Some records:
-------------------------
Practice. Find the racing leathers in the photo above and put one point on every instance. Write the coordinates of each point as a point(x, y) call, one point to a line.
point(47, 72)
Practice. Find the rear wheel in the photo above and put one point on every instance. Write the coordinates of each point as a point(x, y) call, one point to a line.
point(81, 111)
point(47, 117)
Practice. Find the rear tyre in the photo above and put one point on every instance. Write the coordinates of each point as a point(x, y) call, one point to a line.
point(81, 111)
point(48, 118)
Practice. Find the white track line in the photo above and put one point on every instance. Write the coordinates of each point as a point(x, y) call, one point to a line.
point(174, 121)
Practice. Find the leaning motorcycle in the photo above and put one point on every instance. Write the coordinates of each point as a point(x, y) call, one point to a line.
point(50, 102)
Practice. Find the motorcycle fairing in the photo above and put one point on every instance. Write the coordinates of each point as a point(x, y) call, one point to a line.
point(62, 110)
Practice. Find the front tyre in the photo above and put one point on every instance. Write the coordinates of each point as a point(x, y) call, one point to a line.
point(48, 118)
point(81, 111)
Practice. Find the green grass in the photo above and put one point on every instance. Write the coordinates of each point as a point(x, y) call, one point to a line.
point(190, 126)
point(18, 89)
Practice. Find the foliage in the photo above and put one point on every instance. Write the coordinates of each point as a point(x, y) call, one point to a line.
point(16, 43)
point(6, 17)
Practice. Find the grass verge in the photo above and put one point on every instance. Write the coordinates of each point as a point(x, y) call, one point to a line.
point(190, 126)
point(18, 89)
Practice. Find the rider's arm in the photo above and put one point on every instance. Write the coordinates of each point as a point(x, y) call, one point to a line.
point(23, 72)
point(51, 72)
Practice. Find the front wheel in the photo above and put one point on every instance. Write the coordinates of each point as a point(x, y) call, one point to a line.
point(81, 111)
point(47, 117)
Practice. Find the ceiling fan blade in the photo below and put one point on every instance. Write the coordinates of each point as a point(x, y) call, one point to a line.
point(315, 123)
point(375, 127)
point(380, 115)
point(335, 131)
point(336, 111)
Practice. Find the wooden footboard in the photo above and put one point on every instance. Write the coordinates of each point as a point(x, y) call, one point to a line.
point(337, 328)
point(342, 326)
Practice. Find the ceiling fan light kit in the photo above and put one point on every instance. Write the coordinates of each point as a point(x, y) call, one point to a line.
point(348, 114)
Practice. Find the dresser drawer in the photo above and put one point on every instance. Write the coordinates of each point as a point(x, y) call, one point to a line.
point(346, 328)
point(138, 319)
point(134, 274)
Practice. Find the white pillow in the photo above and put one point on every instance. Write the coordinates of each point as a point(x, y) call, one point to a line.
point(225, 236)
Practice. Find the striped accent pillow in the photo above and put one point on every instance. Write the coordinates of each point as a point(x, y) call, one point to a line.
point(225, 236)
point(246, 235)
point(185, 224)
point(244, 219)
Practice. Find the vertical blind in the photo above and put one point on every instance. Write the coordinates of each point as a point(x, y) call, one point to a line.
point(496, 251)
-------------------------
WHAT TO DO: Render every one of the records above as a numbered list, leaving out any blank lines.

FINISHED EXERCISE:
1. Practice. Find the racing leathers in the photo above and put one point on every instance. Write the coordinates of each point as a point(x, y) call, one point to a line.
2. point(47, 72)
3. Practice. Find the rear wheel in the photo above and put one point on every instance. Write the coordinates of each point as a point(x, y) call, one point to a line.
4. point(81, 111)
5. point(47, 117)
6. Practice. Find the rear tyre in the photo above and put one point on every instance. Write the coordinates of each point as a point(x, y) call, one point to a line.
7. point(81, 111)
8. point(48, 118)
9. Practice. Find the white track line in the photo above and put one point on every instance. Write the coordinates of each point as a point(x, y) call, one point to a line.
10. point(174, 121)
11. Practice. Find the leaning motorcycle in the photo above and put one point on every instance. Write the coordinates of each point as a point(x, y) call, one point to a line.
12. point(50, 102)
13. Practice. Find the motorcycle fairing in the photo above and put one point on every instance. Write the coordinates of each point as a point(x, y) call, one point to a line.
14. point(62, 110)
15. Practice. Find the front tyre in the photo above and put one point on every instance. Write the coordinates of each point as a point(x, y) call, one point to a line.
16. point(48, 118)
17. point(81, 111)
18. Practice. Find the green grass in the photo above and put one point on every instance. Write the coordinates of each point as a point(x, y) call, one point to a line.
19. point(190, 126)
20. point(18, 89)
21. Practice. Find the foliage in the photo above and put one point on every instance. Write the coordinates of each point as a point(x, y) call, one point to a line.
22. point(16, 43)
23. point(6, 17)
24. Practice. Find the grass verge in the photo above and put one point on every instance. Write the coordinates of each point as a point(x, y) call, one point to a line.
25. point(190, 126)
26. point(18, 89)
27. Practice. Find the rider's arm in the photo above and put one point on every instance. Write the coordinates of each point as a point(x, y) call, one point to a line.
28. point(23, 72)
29. point(51, 72)
30. Practice. Find the front wheel in the photo above and put one point on every instance. Write the coordinates of each point as a point(x, y) call, one point to a line.
31. point(81, 111)
32. point(47, 117)
33. Practice. Find the ceiling fan blade in the photo below and put one point on every instance. Write the coordinates of each point as a point(x, y) call, one point to a line.
34. point(315, 123)
35. point(375, 127)
36. point(380, 115)
37. point(335, 131)
38. point(336, 111)
39. Practice. Find the wooden footboard in the photo above and put one point on every instance. Write the coordinates of each point as a point(x, y) call, one point to a line.
40. point(337, 328)
41. point(342, 326)
42. Practice. Find the ceiling fan light kit in the photo above and put one point on every instance. Write the coordinates of each point as a point(x, y) call, one point to a line.
43. point(348, 114)
44. Practice. Find the dresser drawer in the photo above and put one point on every instance. Write the coordinates of each point as a point(x, y) call, one point to a line.
45. point(346, 328)
46. point(138, 319)
47. point(134, 274)
48. Practice. Find the white pillow in the photo above and put one point on every instance. Write the coordinates of each point as a point(x, y) call, one point to a line.
49. point(225, 236)
50. Practice. Find the striped accent pillow in the photo above and put one point on every instance. Write the coordinates of each point as a point(x, y) call, one point to a line.
51. point(225, 236)
52. point(246, 235)
53. point(185, 224)
54. point(244, 219)
55. Practice. Find the vertical blind in the photo above and put one point on every instance. Write the coordinates of each point as a point(x, y) call, one point to a line.
56. point(496, 251)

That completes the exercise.